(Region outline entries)
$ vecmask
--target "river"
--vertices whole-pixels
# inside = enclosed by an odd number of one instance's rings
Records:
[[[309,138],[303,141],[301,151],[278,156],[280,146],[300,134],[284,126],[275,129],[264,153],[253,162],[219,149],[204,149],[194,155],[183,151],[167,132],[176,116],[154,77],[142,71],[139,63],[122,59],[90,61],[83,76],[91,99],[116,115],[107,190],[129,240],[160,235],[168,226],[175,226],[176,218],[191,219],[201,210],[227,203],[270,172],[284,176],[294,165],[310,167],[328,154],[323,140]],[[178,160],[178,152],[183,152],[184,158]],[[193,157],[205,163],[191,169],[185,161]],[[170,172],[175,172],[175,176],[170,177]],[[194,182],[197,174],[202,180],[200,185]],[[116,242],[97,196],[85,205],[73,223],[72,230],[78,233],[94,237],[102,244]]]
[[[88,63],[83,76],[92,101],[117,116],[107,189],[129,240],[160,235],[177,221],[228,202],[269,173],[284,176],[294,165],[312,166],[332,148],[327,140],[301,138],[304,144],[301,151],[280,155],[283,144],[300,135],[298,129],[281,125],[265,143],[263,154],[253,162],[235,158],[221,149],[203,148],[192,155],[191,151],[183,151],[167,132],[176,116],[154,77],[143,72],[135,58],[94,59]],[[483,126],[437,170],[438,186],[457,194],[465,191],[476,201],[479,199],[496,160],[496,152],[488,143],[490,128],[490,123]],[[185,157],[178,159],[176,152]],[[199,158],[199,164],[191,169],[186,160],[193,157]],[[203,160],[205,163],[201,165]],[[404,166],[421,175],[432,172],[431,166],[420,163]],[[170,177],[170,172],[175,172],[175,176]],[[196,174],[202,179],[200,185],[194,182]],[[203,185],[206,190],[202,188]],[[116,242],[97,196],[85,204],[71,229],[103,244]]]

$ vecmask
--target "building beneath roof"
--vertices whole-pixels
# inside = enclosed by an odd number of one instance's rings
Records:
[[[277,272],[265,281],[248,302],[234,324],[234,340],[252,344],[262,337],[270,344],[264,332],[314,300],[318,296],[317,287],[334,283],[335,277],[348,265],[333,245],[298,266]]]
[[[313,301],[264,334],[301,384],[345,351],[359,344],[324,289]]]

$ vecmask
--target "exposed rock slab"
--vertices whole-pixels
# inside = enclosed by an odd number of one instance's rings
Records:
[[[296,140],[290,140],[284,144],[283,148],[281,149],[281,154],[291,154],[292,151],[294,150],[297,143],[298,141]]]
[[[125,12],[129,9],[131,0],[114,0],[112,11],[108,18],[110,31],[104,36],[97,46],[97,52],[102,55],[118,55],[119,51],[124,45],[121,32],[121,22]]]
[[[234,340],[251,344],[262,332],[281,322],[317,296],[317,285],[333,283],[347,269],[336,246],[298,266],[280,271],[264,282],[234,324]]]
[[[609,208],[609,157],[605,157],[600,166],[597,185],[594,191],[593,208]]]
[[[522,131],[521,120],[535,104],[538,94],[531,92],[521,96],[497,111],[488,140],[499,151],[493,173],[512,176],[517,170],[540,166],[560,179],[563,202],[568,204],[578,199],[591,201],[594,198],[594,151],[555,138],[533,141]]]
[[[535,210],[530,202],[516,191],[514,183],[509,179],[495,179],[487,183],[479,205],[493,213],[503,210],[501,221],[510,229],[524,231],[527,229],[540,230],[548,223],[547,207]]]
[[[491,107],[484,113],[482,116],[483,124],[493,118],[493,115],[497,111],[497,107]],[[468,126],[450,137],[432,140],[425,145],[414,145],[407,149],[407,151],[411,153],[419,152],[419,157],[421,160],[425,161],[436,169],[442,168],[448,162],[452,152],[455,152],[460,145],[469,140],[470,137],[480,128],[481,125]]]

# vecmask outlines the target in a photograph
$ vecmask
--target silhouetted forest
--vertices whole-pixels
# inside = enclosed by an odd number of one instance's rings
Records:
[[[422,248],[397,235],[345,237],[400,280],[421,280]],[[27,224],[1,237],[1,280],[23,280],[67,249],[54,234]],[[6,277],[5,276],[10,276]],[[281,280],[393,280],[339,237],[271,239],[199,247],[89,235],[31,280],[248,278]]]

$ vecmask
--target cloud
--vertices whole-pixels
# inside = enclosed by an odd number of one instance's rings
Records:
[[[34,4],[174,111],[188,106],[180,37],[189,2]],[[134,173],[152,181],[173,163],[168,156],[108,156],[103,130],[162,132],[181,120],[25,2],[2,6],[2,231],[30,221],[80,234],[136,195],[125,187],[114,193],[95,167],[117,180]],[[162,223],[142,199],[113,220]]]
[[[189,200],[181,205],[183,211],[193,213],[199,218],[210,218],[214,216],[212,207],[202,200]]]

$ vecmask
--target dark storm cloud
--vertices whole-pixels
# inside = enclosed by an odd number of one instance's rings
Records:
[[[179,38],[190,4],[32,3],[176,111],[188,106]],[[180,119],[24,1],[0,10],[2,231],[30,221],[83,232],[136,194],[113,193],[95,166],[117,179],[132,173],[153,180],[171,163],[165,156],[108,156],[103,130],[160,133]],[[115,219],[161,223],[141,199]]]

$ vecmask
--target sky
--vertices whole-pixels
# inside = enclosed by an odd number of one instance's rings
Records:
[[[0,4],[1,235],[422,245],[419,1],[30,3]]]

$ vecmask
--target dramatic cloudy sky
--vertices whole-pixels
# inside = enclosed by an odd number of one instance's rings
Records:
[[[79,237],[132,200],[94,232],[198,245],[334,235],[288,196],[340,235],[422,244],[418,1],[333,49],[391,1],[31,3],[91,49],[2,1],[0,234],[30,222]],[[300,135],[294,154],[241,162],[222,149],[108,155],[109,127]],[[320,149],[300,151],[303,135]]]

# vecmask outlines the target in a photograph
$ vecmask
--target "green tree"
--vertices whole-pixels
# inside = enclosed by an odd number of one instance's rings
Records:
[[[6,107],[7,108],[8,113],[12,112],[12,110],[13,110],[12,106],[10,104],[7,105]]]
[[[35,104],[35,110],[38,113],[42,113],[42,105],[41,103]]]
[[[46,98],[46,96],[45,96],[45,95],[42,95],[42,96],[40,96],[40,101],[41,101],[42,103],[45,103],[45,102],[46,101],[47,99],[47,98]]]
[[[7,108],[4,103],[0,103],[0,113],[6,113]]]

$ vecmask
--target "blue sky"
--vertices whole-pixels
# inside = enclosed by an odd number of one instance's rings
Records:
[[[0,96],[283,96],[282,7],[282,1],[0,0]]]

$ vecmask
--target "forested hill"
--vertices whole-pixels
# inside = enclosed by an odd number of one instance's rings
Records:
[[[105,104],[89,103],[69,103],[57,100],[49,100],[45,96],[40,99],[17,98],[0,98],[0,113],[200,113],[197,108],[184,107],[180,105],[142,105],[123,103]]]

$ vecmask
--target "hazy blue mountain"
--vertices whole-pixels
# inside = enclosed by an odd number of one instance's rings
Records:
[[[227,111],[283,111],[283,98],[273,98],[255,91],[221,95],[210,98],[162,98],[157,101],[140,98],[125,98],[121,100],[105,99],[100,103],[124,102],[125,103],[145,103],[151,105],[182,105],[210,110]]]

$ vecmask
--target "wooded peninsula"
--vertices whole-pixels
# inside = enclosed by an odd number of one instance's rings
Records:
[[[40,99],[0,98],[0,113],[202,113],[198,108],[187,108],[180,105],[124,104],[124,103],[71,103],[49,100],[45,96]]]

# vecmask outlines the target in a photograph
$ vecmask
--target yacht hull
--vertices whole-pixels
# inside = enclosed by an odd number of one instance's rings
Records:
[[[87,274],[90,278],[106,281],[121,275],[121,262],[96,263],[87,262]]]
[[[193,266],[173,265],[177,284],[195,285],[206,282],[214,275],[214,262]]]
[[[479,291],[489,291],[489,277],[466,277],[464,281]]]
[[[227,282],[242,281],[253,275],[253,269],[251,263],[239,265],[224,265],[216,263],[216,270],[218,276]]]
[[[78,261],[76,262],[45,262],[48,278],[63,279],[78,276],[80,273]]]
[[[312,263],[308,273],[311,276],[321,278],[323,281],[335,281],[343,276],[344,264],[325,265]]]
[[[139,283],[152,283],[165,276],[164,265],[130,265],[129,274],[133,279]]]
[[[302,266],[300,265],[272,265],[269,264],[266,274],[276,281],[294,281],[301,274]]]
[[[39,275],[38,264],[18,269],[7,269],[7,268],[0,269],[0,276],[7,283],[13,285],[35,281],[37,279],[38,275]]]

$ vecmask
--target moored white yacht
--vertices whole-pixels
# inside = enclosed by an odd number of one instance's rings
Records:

### Exercise
Rewrite the lines from the start of the entries through the line containing "[[[313,301],[264,334],[301,384],[345,351],[359,344],[324,289]]]", with "river" changed to "stream" and nothing else altered.

### Written reply
$ vecmask
--target "stream"
--vertices whole-pixels
# inside = enclosed by an odd number of one instance's rings
Records:
[[[309,138],[303,141],[301,151],[278,156],[280,146],[300,134],[284,126],[275,129],[264,153],[253,162],[219,149],[204,149],[194,155],[183,151],[167,132],[176,116],[154,77],[142,71],[139,63],[122,59],[90,61],[83,76],[91,99],[116,115],[107,190],[129,240],[160,235],[168,226],[175,226],[176,218],[191,219],[201,210],[227,203],[270,172],[284,176],[294,165],[310,167],[328,154],[323,140]],[[178,160],[178,152],[183,152],[184,158]],[[193,157],[205,163],[191,169],[185,161]],[[170,172],[175,172],[175,176],[170,177]],[[194,182],[197,174],[202,180],[200,185]],[[116,242],[97,196],[85,205],[73,223],[72,230],[78,233],[94,237],[102,244]]]
[[[88,63],[83,76],[92,101],[117,116],[107,189],[129,240],[160,235],[177,221],[228,202],[269,173],[284,176],[294,165],[312,166],[332,148],[327,140],[301,138],[304,144],[301,151],[280,155],[283,144],[300,135],[298,129],[281,125],[265,143],[263,154],[253,162],[235,158],[221,149],[203,148],[192,155],[191,151],[183,151],[167,132],[176,116],[154,77],[143,72],[135,58],[94,59]],[[483,126],[437,170],[438,186],[457,194],[465,191],[476,201],[479,199],[496,160],[496,152],[488,143],[490,128],[490,123]],[[185,157],[178,159],[176,152]],[[199,158],[199,164],[191,169],[186,160],[193,157]],[[203,160],[205,163],[201,165]],[[404,166],[421,175],[432,172],[431,166],[420,163]],[[170,177],[170,172],[175,172],[175,176]],[[196,174],[202,179],[200,185],[194,182]],[[203,185],[206,190],[202,188]],[[116,242],[97,196],[85,204],[71,229],[103,244]]]

$ vecmask
--target "building beneath roof"
--vertices whole-pixels
# inside = enclosed by an odd number of one instance's rings
Records:
[[[277,272],[265,281],[248,302],[234,324],[234,340],[252,344],[262,337],[270,344],[264,332],[314,300],[318,296],[317,287],[334,283],[335,277],[348,265],[333,245],[298,266]]]
[[[313,301],[264,334],[301,384],[345,351],[359,344],[324,289]]]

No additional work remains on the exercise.